- Work required: Please copy the text of all the records below word for word, omitting the pictures.

"""

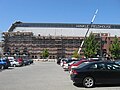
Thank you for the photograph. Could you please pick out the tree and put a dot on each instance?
(115, 48)
(91, 46)
(75, 54)
(45, 53)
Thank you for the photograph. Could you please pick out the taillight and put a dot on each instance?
(74, 72)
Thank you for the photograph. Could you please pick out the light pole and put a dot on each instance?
(87, 31)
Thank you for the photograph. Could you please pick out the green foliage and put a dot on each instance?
(115, 48)
(91, 46)
(45, 53)
(75, 54)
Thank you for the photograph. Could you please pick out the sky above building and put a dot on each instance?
(58, 11)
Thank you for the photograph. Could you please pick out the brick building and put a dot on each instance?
(60, 39)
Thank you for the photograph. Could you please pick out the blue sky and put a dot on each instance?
(58, 11)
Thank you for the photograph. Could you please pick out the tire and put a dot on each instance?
(88, 82)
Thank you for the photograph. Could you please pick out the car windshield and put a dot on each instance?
(83, 64)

"""

- Worked solution:
Thank you for the photograph. Could you please pick out the tree and put a dot on each instance?
(115, 48)
(91, 46)
(75, 54)
(45, 53)
Thank you for the photograph. Could you please pick out the taillight and put a dot on each instance?
(74, 72)
Thank you for the photograph. Could you please pick out the light pole and put a dot on each instance?
(87, 31)
Thank you for the photograph. Could you please pick out the green foliage and put a dot on each instance?
(115, 48)
(91, 46)
(45, 53)
(75, 54)
Thank you for the photograph. Could you please pick out the sky above building and put a dot on each instance?
(58, 11)
Thank you for the photograph. Could you please pick out the brick building and put a dot on each instance?
(60, 39)
Thank you for the photograph. Could you please pick out the blue sky and put a dot on each instance?
(58, 11)
Thank you for the photograph. Could you please pick out the tire and put a dot on each instance?
(88, 82)
Thank you for the photograph. Could you please pick out the car windshield and put a dot on each instance?
(83, 64)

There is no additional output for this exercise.